■ **Passage**:
===============

Google just announced Gemini Spark at Google I/O 2026, and it might be the most genuinely useful AI feature the company has ever shown off. Unlike most AI tools that wait on you, Gemini Spark takes a task and runs with it, handling multiple steps in the background without you having to babysit it.
The biggest benefit of Gemini Spark is that it runs on dedicated virtual machines, so once you assign a task to it, you don’t have to keep your laptop or computer open. You can close it and move away from the desk while Gemini Spark executes the task in the background.
What makes Gemini Spark different from every other AI tool?
Gemini Spark is powered by the latest Gemini 3.5 model and Google’s Antigravity harness. They allow Gemini Spark to run longer tasks in the background.
When you ask Gemini Spark to perform a task, it breaks it down into steps, works across your apps, and handles everything in the background without you having to stay involved. You hand it a job and walk away.

It can pull information from your emails, documents, and chats simultaneously, so it always has the full picture. It can draft content, use custom “skills” you upload, update files in real time as new information comes in, and manage follow-ups on your behalf.
Currently, Gemini Spark works only with Google’s in-house apps (think Gmail, Drive, Docs, etc.), but in the future, Gemini Spark will also integrate with third-party tools, allowing users more freedom.

When will it be available?
Google is rolling out Gemini Spark to trusted testers first, followed by a beta release for Google AI Ultra subscribers. Google has also introduced a new AI Ultra plan for $100/month to make it more accessible. It’s also dropping the price of its premium AI Ultra plan from $250/month to $200/month.

Later this year, Spark will also work directly inside Google Chrome as a browser agent, and Google is building a dedicated home for agents on Android called Android Halo.
It is still early days, and Google has been careful to say as much. But if Gemini Spark delivers on even half of what the demo showed, it could finally be the AI assistant worth getting excited about.

===============

■ **Assignment**: From the Gemini Spark article, print the part starting with "It is still" and going on through "getting excited about.".

(Saved entries)
===============

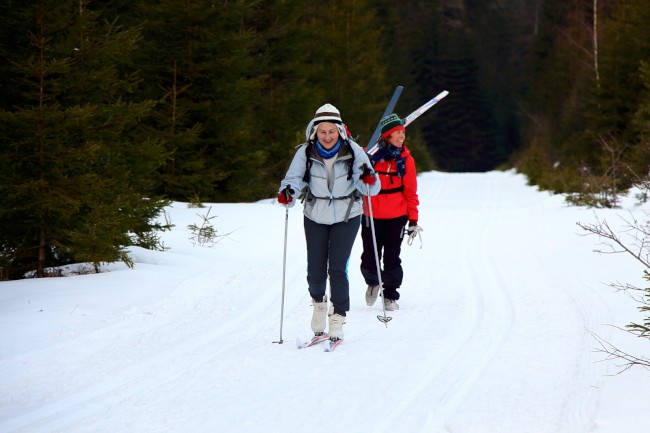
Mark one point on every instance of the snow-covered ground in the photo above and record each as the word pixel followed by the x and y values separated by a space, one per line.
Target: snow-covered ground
pixel 495 333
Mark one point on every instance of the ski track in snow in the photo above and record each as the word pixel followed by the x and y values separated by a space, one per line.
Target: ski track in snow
pixel 208 345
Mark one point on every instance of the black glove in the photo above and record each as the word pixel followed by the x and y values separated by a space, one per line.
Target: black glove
pixel 367 175
pixel 286 195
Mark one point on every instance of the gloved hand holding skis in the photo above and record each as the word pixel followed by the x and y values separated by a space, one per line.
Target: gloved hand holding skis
pixel 368 175
pixel 414 231
pixel 286 196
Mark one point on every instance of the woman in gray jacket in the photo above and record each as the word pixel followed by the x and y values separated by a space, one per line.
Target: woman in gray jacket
pixel 333 173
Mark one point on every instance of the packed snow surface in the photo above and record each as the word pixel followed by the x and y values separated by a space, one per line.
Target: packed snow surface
pixel 502 310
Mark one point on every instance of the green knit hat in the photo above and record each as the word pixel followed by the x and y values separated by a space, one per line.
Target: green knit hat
pixel 391 124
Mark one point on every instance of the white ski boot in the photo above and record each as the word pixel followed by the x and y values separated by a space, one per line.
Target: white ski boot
pixel 318 317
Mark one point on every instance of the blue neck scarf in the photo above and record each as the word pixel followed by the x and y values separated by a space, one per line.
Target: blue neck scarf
pixel 327 154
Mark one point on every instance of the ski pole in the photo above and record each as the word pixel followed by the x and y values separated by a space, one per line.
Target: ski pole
pixel 381 318
pixel 284 271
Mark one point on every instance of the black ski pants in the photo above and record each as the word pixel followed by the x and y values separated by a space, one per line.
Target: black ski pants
pixel 328 252
pixel 389 233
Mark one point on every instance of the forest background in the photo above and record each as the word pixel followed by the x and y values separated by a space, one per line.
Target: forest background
pixel 110 109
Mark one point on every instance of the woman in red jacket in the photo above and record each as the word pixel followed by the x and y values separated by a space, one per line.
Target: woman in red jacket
pixel 394 207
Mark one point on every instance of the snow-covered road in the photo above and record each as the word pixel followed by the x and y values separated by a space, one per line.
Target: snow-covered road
pixel 493 334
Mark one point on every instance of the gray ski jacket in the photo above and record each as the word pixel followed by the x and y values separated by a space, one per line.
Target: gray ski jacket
pixel 325 205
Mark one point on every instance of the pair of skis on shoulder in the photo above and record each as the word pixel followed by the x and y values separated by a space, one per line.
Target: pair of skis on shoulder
pixel 330 345
pixel 373 145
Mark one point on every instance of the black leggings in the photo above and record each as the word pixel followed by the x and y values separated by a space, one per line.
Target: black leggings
pixel 328 252
pixel 389 233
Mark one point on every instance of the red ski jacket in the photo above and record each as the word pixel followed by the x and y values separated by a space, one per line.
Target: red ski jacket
pixel 398 195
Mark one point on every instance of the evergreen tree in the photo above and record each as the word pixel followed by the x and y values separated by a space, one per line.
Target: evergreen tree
pixel 75 166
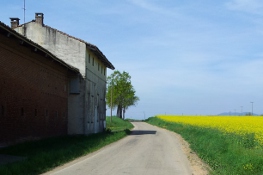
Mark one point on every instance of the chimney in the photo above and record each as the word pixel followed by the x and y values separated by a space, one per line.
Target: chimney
pixel 39 17
pixel 14 22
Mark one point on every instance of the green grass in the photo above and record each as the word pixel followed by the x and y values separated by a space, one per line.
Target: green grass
pixel 43 155
pixel 226 154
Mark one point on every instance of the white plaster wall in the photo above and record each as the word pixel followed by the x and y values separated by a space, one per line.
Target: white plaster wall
pixel 96 90
pixel 70 50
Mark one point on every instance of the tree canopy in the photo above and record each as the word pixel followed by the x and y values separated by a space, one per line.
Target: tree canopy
pixel 120 92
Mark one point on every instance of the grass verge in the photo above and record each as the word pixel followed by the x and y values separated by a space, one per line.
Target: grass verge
pixel 43 155
pixel 226 154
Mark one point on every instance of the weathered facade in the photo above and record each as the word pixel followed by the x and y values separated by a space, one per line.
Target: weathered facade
pixel 87 106
pixel 34 87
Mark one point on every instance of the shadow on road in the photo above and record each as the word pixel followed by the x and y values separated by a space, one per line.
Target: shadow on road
pixel 142 132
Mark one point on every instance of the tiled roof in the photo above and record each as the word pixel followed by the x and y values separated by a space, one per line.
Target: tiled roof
pixel 8 31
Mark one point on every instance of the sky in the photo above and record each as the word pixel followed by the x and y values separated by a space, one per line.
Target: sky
pixel 190 57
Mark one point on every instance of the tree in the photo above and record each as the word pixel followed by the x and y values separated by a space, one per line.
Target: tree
pixel 120 92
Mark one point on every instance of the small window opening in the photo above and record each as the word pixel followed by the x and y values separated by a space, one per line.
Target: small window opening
pixel 2 112
pixel 22 112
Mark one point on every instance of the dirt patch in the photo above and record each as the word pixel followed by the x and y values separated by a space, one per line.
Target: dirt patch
pixel 197 165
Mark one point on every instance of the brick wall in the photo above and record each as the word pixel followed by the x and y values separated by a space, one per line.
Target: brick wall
pixel 33 94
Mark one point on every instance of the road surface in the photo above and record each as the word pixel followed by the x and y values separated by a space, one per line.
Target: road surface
pixel 149 150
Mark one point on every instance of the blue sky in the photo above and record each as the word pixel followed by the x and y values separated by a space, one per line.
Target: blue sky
pixel 198 57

===============

■ **Exercise response**:
It is still early days, and Google has been careful to say as much. But if Gemini Spark delivers on even half of what the demo showed, it could finally be the AI assistant worth getting excited about.